--- Start of Materials provided ---
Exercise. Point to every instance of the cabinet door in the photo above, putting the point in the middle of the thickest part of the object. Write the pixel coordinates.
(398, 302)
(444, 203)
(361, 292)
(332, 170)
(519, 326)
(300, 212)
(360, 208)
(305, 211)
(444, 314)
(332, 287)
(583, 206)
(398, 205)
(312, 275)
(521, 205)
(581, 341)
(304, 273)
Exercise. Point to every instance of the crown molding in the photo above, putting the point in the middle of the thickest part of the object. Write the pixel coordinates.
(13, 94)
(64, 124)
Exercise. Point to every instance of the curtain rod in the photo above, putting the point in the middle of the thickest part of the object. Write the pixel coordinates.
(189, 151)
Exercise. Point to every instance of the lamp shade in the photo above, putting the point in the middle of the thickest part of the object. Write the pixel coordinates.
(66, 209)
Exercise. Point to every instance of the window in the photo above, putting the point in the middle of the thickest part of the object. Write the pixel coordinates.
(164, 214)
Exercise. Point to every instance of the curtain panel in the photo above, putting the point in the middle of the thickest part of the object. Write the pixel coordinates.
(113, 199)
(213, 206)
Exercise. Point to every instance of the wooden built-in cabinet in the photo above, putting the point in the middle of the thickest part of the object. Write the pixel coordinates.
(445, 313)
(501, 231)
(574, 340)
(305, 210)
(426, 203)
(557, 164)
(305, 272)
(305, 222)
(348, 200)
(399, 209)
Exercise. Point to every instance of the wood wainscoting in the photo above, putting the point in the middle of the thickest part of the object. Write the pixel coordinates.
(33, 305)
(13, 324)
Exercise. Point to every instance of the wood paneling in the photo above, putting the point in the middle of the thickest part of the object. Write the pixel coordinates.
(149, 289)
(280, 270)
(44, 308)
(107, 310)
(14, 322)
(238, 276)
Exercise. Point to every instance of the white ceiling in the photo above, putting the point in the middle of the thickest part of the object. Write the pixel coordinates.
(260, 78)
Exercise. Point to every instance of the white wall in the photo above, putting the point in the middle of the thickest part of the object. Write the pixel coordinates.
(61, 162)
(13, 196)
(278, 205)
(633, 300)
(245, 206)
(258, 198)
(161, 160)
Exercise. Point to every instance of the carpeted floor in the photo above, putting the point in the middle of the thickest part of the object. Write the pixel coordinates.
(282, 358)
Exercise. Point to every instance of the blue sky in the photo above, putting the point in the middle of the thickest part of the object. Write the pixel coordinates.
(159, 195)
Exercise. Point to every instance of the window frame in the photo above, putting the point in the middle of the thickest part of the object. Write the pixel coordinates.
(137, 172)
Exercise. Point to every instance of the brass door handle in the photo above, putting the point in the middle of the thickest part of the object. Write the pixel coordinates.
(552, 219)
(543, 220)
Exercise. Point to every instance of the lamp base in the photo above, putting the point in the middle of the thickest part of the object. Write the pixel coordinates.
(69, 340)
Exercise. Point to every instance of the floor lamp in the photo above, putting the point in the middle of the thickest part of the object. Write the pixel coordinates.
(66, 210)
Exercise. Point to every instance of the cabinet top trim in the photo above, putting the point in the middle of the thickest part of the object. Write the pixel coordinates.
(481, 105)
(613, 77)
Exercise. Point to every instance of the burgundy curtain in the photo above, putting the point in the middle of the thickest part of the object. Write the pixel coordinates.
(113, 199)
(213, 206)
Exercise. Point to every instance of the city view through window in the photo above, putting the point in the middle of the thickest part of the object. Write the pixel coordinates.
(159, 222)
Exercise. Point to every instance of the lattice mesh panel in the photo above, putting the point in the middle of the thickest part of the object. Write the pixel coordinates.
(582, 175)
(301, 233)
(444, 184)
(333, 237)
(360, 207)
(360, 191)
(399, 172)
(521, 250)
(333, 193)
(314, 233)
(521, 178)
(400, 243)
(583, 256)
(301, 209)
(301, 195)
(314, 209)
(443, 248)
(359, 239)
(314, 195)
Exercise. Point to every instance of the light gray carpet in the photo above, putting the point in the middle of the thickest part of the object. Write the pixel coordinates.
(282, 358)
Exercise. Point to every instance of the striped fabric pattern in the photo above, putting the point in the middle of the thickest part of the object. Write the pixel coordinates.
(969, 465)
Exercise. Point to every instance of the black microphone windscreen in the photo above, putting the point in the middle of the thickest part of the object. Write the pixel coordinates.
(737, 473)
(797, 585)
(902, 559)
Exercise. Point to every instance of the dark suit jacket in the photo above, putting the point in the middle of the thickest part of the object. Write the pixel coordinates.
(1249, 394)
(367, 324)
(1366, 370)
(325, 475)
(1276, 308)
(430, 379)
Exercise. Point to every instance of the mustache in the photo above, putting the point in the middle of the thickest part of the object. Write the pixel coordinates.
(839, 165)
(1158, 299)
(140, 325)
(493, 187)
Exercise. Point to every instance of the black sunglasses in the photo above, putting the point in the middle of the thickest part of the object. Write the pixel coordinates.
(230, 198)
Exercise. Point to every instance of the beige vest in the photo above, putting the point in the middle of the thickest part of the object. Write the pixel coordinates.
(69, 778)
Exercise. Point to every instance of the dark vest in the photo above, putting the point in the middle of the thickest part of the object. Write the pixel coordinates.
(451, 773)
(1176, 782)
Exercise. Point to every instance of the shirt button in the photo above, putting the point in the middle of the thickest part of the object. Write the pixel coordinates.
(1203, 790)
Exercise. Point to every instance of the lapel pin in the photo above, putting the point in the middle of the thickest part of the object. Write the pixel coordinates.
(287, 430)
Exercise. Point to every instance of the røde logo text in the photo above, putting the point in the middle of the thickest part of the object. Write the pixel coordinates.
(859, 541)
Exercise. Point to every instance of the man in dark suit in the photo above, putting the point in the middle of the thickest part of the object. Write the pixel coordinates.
--- End of Materials provided ---
## Stated problem
Write out all of the lines above without changing a single character.

## Solution
Exercise. Point to every instance of the cabinet door in the photo above, putting the point in the middle of the thickest part of the object. Write the pixel coordinates.
(398, 302)
(444, 203)
(361, 292)
(332, 170)
(519, 326)
(300, 212)
(360, 208)
(305, 211)
(444, 314)
(332, 287)
(583, 206)
(398, 205)
(312, 275)
(521, 205)
(581, 341)
(304, 273)
Exercise. Point to every instance of the crown molding in the photo above, putting the point in the middle of the thickest part of the object. Write the pixel coordinates.
(13, 94)
(64, 124)
Exercise. Point to every instance of the curtain rod in the photo above, putting the point in the middle of the thickest part of the object. Write the pixel coordinates.
(189, 151)
Exercise. Point to every instance of the lamp shade in the photo above, putting the point in the middle of the thickest part of the object. Write the pixel coordinates.
(66, 209)
Exercise. Point to every instance of the window in the photo above, putting the point in the middle of the thickest part of the object. Write the pixel coordinates.
(164, 214)
Exercise. Point to every instance of the curtain panel in the photo above, putting the point in the middle of the thickest part of the object. Write the pixel coordinates.
(113, 199)
(213, 206)
Exercise. Point to every instance of the wooden built-in cabinet in the photo above, putting the point in the middle of the thickest part of the object. Write the pixel coordinates.
(445, 313)
(501, 231)
(574, 340)
(305, 210)
(426, 203)
(557, 164)
(305, 272)
(305, 222)
(348, 200)
(399, 209)
Exercise. Point to every instance of the wood wainscoting in the photo above, putting the point in the middle of the thickest part of the object. Write the pixel coordinates.
(33, 305)
(13, 324)
Exercise. Point to every instance of the wood paneling in the photo above, putting the point in the middle of the thickest part of the object. Write the pixel coordinates.
(149, 289)
(280, 270)
(44, 308)
(107, 310)
(14, 322)
(238, 276)
Exercise. Point to every instance of the white ceiling in the photo above, putting the point in the middle of the thickest part of the object. Write the pixel coordinates.
(260, 78)
Exercise. Point to every instance of the white wall in the photo above, putting the point in the middle of the thickest part of the object. Write the pixel coordinates.
(61, 162)
(13, 196)
(278, 205)
(633, 300)
(245, 206)
(258, 198)
(161, 160)
Exercise. Point to every instance of the carpeted floor in the photo above, putting the point in the middle of the thickest part of the object. Write the pixel coordinates.
(282, 358)
Exercise. Point to every instance of the blue sky in the photo above, putting the point in the middle of the thickest part of the object. Write the pixel coordinates.
(159, 195)
Exercise. Point to every instance of the window frame in the photo above, putting the point in the middle of the thickest part of the object. Write the pixel coordinates.
(137, 172)
Exercise. Point to every instance of the brass door handle in the photo above, putting the point in the middle of the thickest part of the object. Write the pixel coordinates.
(552, 219)
(543, 220)
Exercise. Point to every instance of the lamp base in the photo above, putting the point in the middle of the thickest part of the object. Write the pixel coordinates.
(69, 340)
Exercise. Point to every instance of the floor lamp in the photo above, putting the point in the middle of the thickest part of the object. Write the pixel coordinates.
(66, 210)
Exercise. Point to every instance of the cabinet top trim in the photo above, putting the point in the middle of the thickest part of the object. Write the pixel coordinates.
(481, 105)
(613, 77)
Exercise. Point to every instance of the burgundy curtain in the photo above, putting the point in the middle of the thickest part of the object. Write the pixel coordinates.
(113, 199)
(213, 206)
Exercise. Point to every instance of the city view through window in the photo above, putting the point in the middle of the thickest part of the object. Write the pixel coordinates.
(159, 222)
Exercise. Point to every instance of the lattice mesh panel in the photo above, putting the point in the middle of the thickest part of the object. Write the pixel coordinates.
(582, 175)
(301, 233)
(444, 184)
(333, 237)
(360, 207)
(360, 191)
(399, 172)
(521, 250)
(333, 193)
(314, 233)
(521, 178)
(400, 243)
(583, 256)
(301, 209)
(301, 195)
(314, 209)
(443, 248)
(359, 239)
(314, 195)
Exercise. Point to every instance of the light gray carpet in the photo above, putting the point in the middle of the thickest part of the object. Write the pixel coordinates.
(282, 358)
Exercise. Point to every instance of the striped fabric pattern in the photo above, putting the point in the middle of the thickest part of the object. Write the pixel coordinates.
(969, 465)
Exercise. Point to every instance of the black microphone windscreen in the photo above, putting the point in the middle of the thickest part of the object. Write the pixel coordinates.
(737, 473)
(797, 585)
(902, 559)
Exercise. Point to every instance of the dark suit jacket in the photo above, putting the point in the middle of the thickest part of the object. Write the pixel coordinates.
(1249, 394)
(367, 324)
(1366, 370)
(325, 475)
(1276, 308)
(430, 379)
Exercise. Point to every instance of the mustache in the photo above, putting the point in the middle of the thickest part of the object. Write the pixel coordinates.
(839, 165)
(1158, 299)
(140, 325)
(493, 187)
Exercise. Point to every instance of the black sunglasses in the photo above, putting the point in the middle of the thickest part of the object. Write the pixel coordinates.
(230, 198)
Exercise. Point to every instance of the beige vest in the photo above, putting the point in the middle of the thickest part of the object. Write the pixel coordinates.
(69, 778)
Exercise. Point to every instance of the dark vest in the photo above, putting the point in the middle of the thickest part of the object. Write the pixel coordinates.
(451, 773)
(1176, 782)
Exercise. Point to every instance of the shirt button in the photo above, putting the point in the middle of the thickest part of the object. Write the pixel coordinates.
(1203, 790)
Exercise. Point to every instance of the lapel pin in the photo above, putting the point in the middle of the thickest part of the object. Write the pixel coordinates.
(287, 430)
Exercise. Point to every instance of the røde logo text in the photo above, putting the point in the middle of the thickest part of the object. Write the pixel coordinates.
(859, 541)
Exercise. Point to every instance of the man in dark suit in the photo above, putting the point in the middle of the thickest part of the object. Write the pixel coordinates.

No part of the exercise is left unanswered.